Excerpted text below:

Who knew the Saint of Killers could be civil? After Allie bought herself (and Tulip) some time by sending him in the wrong direction, it gave the three of them time to escape once again. Once they learn of Fiore’s death, they realize they’re on their own for finding a way to stop the Saint.

Graham McTavish Preacher Sokosha
Photo Credit: Michele K. Short/AMC/Sony Pictures Television

In what feels like a throwback to an ’80s movie montage, they do some actual research at the public library and learn of the Saint’s sad and violent past. Now that they know what he is, they feel better equipped to figure out what he wants.

“Sokosha” is the first time we get to see Jesse, Tulip, and Cassidy getting along as if nothing was wrong. They share the wierdest, most sugar coma inducing pancakes over breakfast while laughing about their plans for the day. Cassidy’s suggestion about getting shot in the chest (for money) gets a hard pass from everyone else, but no one except Jesse seems interested in looking for God. Though the mention of the lounge singer does get Tulip’s attention.

Ruth Negga Dominic Cooper Joseph Gilgun Preacher Sokosha
Photo Credit: Michele K. Short/AMC/Sony Pictures Television

Everyone is vulnerable in this episode, even the Saint of Killers; who is a man so terrifying that even Hell fears him. Watching the crew learn about his history is tedious because we already know the story, but seeing him change once he has a soul was well worth the wait. This is a big departure from the comics even though Jesse does eventually get the Saint to change course.

End of Excerpted text.
Recorded information below:

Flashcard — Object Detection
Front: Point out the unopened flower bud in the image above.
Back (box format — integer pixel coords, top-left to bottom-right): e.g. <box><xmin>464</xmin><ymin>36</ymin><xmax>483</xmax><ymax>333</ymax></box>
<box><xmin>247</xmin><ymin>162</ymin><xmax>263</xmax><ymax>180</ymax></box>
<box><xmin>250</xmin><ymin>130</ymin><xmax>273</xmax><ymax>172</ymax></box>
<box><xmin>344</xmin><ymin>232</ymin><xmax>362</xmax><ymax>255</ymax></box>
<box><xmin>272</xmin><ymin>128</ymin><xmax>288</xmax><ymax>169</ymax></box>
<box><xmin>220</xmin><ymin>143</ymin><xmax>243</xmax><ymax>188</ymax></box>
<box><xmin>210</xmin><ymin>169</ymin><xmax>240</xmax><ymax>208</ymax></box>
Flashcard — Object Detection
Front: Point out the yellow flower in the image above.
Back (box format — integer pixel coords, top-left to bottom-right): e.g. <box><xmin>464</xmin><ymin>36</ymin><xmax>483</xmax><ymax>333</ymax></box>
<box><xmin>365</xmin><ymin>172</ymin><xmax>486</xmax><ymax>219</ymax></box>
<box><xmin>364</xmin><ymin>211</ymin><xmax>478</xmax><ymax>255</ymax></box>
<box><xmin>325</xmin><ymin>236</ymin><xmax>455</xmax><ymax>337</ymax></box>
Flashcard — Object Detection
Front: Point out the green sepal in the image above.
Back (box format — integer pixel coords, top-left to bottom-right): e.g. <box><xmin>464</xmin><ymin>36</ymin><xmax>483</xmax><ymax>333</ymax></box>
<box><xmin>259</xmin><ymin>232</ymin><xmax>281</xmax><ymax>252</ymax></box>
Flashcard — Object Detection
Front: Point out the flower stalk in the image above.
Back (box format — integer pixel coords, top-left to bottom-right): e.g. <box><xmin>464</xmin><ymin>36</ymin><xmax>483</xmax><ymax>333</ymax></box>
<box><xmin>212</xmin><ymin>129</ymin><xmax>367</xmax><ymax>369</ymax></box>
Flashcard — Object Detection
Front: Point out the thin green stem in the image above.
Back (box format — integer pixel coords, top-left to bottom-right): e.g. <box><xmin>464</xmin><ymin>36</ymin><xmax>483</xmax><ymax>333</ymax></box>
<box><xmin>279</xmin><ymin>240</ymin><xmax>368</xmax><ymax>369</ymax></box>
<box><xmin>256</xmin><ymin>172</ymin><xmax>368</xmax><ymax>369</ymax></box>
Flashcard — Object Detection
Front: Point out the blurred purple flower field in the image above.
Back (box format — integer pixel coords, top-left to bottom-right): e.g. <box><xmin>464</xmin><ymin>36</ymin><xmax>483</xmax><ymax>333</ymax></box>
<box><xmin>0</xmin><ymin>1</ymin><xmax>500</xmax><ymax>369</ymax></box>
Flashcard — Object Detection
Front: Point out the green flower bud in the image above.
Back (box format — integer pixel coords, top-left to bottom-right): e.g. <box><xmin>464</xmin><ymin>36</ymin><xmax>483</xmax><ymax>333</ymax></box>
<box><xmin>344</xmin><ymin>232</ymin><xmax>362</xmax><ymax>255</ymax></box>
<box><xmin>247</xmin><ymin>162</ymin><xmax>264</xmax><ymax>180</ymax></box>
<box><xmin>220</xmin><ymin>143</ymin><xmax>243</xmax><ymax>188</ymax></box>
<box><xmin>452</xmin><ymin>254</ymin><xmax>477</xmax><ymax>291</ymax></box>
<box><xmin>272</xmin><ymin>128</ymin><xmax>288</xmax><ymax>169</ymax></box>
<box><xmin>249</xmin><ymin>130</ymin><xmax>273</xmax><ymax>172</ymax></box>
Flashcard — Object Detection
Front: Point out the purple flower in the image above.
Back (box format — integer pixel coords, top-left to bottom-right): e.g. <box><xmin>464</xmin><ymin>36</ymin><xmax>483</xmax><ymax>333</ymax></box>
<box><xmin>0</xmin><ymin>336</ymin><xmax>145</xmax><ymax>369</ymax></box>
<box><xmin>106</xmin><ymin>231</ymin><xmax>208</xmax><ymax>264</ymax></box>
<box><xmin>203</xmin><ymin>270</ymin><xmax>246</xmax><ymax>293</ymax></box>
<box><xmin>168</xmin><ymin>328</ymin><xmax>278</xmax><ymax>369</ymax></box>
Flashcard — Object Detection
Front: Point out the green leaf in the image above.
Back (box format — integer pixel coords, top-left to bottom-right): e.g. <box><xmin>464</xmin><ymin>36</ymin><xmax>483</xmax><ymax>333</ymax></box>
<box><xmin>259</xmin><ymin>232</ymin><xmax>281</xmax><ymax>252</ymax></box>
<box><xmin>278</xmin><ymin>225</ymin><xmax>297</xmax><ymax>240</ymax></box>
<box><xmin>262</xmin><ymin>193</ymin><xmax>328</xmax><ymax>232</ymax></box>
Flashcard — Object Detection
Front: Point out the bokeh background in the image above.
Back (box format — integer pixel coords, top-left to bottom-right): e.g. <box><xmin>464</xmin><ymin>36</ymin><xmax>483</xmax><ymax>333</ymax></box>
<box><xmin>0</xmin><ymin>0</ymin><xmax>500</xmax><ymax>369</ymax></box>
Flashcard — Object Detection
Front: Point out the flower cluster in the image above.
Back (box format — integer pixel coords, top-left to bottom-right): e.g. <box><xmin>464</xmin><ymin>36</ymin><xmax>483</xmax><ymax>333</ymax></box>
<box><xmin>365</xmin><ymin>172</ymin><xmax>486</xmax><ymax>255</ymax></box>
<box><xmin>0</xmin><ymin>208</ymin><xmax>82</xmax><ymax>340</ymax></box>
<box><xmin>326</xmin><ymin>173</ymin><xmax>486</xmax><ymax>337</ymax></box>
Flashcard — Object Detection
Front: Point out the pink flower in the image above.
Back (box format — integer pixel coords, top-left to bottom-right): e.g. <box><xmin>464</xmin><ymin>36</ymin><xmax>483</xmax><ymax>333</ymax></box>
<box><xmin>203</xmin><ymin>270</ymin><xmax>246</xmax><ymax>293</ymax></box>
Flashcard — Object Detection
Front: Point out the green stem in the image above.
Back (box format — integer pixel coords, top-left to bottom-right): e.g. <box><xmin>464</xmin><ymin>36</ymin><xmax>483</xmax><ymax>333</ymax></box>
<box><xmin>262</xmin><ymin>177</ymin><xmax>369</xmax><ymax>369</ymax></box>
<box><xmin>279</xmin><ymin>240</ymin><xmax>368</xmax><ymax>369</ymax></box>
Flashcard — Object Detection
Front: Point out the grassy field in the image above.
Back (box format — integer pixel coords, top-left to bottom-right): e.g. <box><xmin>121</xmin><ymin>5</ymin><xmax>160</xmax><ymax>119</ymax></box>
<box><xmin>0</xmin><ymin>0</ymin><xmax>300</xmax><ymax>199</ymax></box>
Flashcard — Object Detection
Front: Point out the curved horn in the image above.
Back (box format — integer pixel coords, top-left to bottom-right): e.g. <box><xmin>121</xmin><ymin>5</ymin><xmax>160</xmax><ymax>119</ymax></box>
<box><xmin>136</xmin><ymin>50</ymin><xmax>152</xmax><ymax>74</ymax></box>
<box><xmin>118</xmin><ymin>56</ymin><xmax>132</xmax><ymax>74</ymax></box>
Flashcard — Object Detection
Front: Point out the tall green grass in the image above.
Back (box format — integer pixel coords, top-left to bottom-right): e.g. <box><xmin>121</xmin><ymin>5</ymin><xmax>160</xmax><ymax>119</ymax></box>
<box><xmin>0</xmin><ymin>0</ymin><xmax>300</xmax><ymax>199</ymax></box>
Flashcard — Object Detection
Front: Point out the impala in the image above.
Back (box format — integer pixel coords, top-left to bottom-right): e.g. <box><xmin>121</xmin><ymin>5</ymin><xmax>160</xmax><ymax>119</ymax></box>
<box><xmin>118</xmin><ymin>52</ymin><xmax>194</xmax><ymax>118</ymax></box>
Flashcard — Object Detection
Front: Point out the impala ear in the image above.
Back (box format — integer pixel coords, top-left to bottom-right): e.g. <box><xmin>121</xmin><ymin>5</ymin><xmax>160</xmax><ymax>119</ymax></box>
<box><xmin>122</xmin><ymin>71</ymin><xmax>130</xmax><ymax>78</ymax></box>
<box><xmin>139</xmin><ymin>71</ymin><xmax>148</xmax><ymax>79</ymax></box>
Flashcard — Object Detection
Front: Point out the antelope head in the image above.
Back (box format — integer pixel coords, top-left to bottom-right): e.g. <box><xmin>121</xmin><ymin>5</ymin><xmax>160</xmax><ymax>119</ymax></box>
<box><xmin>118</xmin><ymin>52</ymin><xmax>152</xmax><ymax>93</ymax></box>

End of Recorded information.

- [Tasks to perform]
**a.** According to the recap of the Preacher episode "Sokosha," where do Jesse, Tulip, and Cassidy learn about the Saint of Killers' past?
**b.** Continue the recap of the Preacher episode "Sokosha" from the point where it stops.

- [Responses per task]
**a.** At the public library.

**b.**
This takes a page from the procedural cop drama playbook, which is a nice departure from Preacher‘s usual fly by the seat of the pants approach to solving problems. The audience doesn’t quite know what the trap is, even after its sprung, but Jesse’s confidence when he’s face-to-face with the Saint makes us believe he knows what he’s doing. And when Genesis finally cracks the Saint’s facade, the smirk on Jesse’s face is all too satisfying.

Photo Credit: Michele K. Short/AMC/Sony Pictures Television

Even more shocking that Cassidy finally coming clean that Dennis is his son is just how raw Tulip is in this episode. She wears all of her emotions, not just the ones she wants people to see. She’s really and truly nervous, maybe even scared, that Jesse won’t meet the Saint’s demands and that this could be the end for all of them. In the first season, this would have seemed out of character for the ballsy brawler. However, after seeing into the past with “Dallas,” it’s good to see so many layers to her dynamic character.

Dominic Cooper Preacher Seaons 2 Sokosha
Photo Credit: Michele K. Short/AMC/Sony Pictures Television

Preacher just wouldn’t be itself if there wasn’t something over-the-top happening. When Jesse high-tails it to the Voodoo house to buy a soul, he slips into his old self without skipping a beat, and even name drops his mother’s maiden name, L’Angell, which is a family that still carries a lot of clout in town. He made the decision to step back into what he called, “the family business,” but something tells us that whole toeing the line thing won’t work for him. And the fact that he dumped the Saint in Angelville has to mean we’re not done with Jesse’s past just yet.

Dominic Cooper Jesse Custer Preacher Sokosha
Photo Credit: Michele K. Short/AMC/Sony Pictures Television

Of course, there’s also the matter of Jesse having stolen hundreds of millions of dollars in souls from the “Happy Soul Go Go” Japanese company. We have no other context about them except that they pushed all the other soul takers out of the market. Unless, of course, this is part of Herr Starr’s larger plan? Or is the Japanese company a front for Jesse’s family in Angelville? Hopefully we’ll find out one way or the other soon.

It was great to see that everyone has a breaking point, and it will be interesting to see who is able to push which buttons moving forward.